*** SUPPLIED RECORDS Section Begins ***
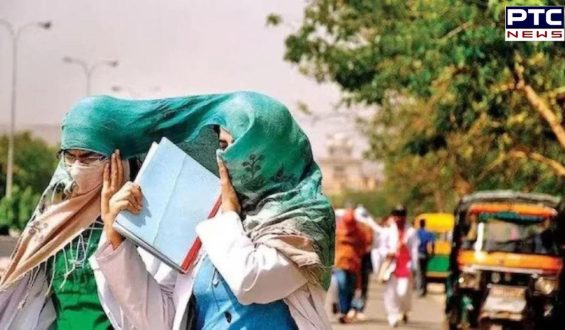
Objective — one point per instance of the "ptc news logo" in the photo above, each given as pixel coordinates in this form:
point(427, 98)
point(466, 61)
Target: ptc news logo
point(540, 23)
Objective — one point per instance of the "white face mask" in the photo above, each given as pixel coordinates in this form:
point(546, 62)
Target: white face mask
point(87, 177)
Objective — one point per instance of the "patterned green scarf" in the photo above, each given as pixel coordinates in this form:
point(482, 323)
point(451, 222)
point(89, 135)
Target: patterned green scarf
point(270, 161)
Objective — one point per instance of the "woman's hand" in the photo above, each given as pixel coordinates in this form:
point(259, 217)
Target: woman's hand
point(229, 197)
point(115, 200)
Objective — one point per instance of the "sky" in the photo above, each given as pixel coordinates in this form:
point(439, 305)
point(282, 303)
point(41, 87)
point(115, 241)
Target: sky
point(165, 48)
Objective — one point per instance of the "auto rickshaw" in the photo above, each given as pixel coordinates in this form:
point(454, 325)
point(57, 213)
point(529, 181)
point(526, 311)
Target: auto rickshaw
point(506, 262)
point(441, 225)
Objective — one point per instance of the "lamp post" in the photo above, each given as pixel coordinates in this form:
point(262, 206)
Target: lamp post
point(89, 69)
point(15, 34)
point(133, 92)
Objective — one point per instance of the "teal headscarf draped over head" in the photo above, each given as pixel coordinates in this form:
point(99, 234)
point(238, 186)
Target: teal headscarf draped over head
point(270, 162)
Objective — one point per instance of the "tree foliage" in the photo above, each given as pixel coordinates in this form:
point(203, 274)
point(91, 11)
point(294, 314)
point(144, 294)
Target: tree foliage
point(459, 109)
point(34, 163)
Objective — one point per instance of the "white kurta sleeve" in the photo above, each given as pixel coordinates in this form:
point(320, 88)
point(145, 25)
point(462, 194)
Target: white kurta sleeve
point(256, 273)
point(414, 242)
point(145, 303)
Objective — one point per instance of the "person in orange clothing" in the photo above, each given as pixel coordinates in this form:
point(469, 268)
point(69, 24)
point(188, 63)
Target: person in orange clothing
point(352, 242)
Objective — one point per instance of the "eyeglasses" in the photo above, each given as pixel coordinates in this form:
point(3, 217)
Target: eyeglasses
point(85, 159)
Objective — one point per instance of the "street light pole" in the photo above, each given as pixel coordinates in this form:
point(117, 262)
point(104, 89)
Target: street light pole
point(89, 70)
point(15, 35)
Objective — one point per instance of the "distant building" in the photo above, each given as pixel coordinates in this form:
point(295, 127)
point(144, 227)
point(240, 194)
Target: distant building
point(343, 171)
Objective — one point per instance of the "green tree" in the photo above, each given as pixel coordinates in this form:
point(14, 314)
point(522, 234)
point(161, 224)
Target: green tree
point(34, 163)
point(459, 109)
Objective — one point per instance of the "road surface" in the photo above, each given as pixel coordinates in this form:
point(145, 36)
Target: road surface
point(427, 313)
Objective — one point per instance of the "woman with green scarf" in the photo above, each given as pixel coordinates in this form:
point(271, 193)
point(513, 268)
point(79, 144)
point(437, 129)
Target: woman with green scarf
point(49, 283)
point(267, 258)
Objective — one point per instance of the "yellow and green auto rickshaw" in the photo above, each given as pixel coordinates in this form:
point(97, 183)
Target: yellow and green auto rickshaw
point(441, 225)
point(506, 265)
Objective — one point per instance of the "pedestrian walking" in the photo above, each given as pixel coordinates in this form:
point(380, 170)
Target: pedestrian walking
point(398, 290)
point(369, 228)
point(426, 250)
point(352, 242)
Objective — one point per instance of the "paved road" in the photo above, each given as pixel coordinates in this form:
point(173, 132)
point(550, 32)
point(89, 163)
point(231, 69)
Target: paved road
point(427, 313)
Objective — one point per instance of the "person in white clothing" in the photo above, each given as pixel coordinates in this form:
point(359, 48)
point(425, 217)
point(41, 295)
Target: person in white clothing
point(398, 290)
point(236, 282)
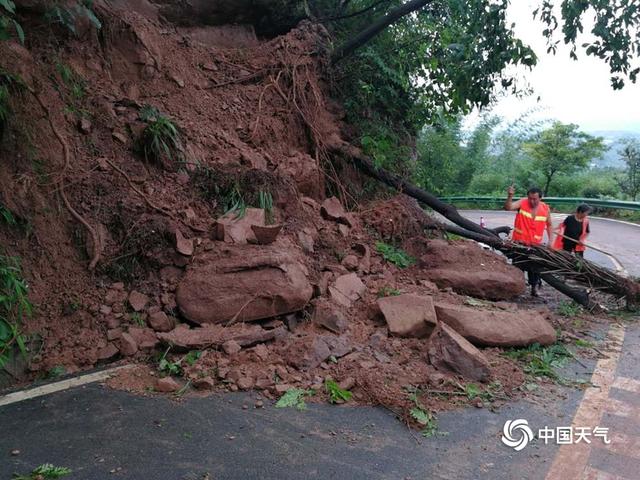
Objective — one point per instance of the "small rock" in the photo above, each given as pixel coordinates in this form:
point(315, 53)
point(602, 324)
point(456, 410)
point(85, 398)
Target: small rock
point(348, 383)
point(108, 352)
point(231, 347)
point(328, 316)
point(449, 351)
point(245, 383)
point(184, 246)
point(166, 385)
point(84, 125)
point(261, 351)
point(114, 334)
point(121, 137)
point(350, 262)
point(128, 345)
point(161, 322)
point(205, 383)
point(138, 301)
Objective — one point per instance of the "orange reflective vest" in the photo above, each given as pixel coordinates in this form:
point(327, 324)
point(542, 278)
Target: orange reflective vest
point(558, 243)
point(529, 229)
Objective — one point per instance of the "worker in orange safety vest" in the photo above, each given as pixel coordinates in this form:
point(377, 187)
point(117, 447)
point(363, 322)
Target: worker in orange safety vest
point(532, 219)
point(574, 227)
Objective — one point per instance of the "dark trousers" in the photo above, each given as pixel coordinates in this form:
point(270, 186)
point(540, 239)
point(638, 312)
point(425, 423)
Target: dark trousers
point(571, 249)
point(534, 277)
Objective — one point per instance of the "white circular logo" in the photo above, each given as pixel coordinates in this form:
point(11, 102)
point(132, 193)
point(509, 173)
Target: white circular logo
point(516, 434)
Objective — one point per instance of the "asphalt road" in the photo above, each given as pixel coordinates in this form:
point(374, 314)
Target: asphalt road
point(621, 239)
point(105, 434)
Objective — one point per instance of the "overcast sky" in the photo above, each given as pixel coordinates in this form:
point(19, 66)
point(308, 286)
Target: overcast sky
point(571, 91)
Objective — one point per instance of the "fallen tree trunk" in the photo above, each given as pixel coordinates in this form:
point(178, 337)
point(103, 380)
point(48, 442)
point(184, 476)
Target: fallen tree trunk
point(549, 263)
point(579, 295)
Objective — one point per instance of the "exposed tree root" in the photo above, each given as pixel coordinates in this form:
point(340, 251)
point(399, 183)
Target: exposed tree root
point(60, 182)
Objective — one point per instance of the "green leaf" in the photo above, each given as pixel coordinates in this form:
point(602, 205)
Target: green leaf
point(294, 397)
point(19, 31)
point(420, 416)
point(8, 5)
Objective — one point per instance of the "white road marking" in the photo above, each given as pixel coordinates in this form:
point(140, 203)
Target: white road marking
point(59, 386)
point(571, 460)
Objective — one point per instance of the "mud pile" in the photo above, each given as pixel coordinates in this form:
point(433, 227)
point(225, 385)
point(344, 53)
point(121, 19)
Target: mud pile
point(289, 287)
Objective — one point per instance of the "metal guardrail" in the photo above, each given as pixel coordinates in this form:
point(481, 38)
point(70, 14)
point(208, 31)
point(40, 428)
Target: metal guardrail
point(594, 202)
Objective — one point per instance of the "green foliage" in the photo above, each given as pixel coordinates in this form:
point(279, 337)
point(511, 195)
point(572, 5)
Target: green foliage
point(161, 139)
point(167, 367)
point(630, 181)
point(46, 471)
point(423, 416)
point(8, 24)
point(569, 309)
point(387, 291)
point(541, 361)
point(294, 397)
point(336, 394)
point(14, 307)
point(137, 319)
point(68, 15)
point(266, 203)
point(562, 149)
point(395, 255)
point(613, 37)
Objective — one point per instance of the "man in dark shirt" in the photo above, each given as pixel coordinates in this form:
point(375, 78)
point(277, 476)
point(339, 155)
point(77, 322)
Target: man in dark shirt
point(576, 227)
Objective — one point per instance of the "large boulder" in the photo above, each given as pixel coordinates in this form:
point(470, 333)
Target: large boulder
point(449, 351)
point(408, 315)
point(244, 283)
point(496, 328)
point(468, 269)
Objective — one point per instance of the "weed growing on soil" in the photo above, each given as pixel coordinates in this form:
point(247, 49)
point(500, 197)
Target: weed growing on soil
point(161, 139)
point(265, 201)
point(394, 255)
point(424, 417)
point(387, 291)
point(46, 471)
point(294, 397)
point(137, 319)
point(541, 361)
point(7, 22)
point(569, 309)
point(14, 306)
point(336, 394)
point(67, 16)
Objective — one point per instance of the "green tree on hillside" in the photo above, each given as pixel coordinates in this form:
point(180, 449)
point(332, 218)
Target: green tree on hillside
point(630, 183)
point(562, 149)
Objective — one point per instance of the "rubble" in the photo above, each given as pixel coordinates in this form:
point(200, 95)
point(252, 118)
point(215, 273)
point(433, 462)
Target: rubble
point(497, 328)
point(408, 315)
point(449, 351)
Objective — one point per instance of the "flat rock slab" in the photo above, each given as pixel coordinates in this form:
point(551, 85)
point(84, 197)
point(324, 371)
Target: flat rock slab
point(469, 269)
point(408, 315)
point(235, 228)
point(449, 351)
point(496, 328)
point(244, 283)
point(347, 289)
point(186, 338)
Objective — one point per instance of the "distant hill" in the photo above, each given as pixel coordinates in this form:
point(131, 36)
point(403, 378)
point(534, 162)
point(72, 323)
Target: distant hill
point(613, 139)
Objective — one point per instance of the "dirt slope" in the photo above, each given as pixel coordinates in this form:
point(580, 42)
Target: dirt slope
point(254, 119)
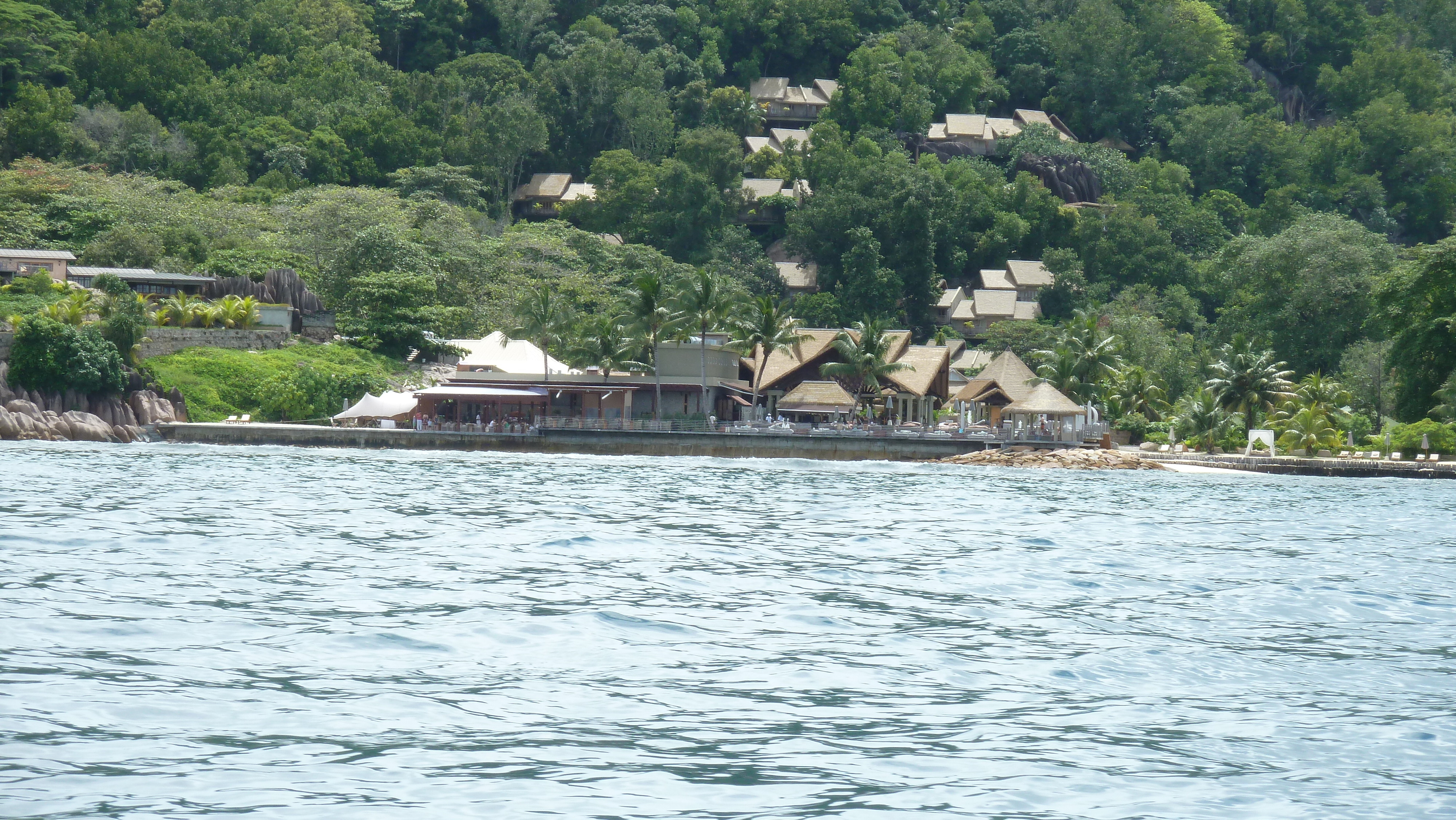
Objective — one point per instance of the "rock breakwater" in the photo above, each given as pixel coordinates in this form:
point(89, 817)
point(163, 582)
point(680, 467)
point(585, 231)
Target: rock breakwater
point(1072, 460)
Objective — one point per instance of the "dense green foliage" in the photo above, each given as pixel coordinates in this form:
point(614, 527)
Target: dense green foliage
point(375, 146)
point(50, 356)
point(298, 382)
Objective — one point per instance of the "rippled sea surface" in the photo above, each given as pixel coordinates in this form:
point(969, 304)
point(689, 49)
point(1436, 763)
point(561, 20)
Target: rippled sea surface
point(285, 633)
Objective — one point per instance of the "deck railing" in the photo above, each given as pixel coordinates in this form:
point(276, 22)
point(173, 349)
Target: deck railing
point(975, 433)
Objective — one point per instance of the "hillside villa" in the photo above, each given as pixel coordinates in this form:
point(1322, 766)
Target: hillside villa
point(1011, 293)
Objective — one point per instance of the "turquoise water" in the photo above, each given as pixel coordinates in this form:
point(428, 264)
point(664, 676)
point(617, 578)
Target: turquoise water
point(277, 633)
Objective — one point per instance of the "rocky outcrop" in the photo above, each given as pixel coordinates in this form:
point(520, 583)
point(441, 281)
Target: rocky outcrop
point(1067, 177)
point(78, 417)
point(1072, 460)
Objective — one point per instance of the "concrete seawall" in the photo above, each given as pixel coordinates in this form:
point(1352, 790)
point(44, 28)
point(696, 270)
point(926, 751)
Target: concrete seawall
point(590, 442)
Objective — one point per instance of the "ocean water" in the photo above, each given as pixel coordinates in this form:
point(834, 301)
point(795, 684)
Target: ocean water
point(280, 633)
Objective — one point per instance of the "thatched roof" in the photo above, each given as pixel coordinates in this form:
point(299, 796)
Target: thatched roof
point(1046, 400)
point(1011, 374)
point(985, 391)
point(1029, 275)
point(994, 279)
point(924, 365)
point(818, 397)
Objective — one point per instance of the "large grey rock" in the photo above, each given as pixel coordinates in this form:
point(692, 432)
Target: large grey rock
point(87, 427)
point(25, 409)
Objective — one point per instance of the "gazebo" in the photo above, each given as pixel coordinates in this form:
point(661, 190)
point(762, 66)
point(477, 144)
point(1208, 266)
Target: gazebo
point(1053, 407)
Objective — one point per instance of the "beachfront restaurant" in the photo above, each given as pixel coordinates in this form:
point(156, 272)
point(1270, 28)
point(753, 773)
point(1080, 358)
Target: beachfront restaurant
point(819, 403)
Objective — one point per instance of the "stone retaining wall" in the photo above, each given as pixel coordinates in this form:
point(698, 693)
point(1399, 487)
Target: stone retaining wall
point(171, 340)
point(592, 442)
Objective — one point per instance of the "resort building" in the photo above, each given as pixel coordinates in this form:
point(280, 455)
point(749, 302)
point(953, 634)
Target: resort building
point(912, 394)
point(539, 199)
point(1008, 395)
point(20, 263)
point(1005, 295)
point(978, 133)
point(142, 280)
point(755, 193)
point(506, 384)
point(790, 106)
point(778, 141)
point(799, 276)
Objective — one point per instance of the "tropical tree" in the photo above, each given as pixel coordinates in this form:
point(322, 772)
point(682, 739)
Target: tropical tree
*** SUPPLIED RECORDS Section Ends ***
EXERCISE GOAL —
Retype the records above, but only those lines that fall between the line containing "point(692, 432)" and the line containing "point(953, 634)", with both of those lines included, exactly as written.

WRITTEN REPLY —
point(692, 432)
Target: large grey rock
point(87, 427)
point(25, 409)
Objective — one point per instance of the "gazebo" in the photo above, each given as pixel coordinates in this form:
point(661, 190)
point(762, 66)
point(477, 144)
point(1208, 266)
Target: gazebo
point(1053, 407)
Objective — one point per instance of the "beachfront restaurant" in the photo above, each given as pixel coordinates in this form:
point(156, 272)
point(1270, 28)
point(753, 773)
point(1080, 358)
Target: beachfront restaurant
point(819, 403)
Objective — one point per instance of the "stone retaining wall" in the photo above, each given as pixel coordinates in this form:
point(698, 693)
point(1399, 487)
Target: stone retaining wall
point(171, 340)
point(592, 442)
Objective — one point per instance of the "resort building" in the photo above, each given as pixel coordinates in this form:
point(280, 455)
point(749, 302)
point(953, 634)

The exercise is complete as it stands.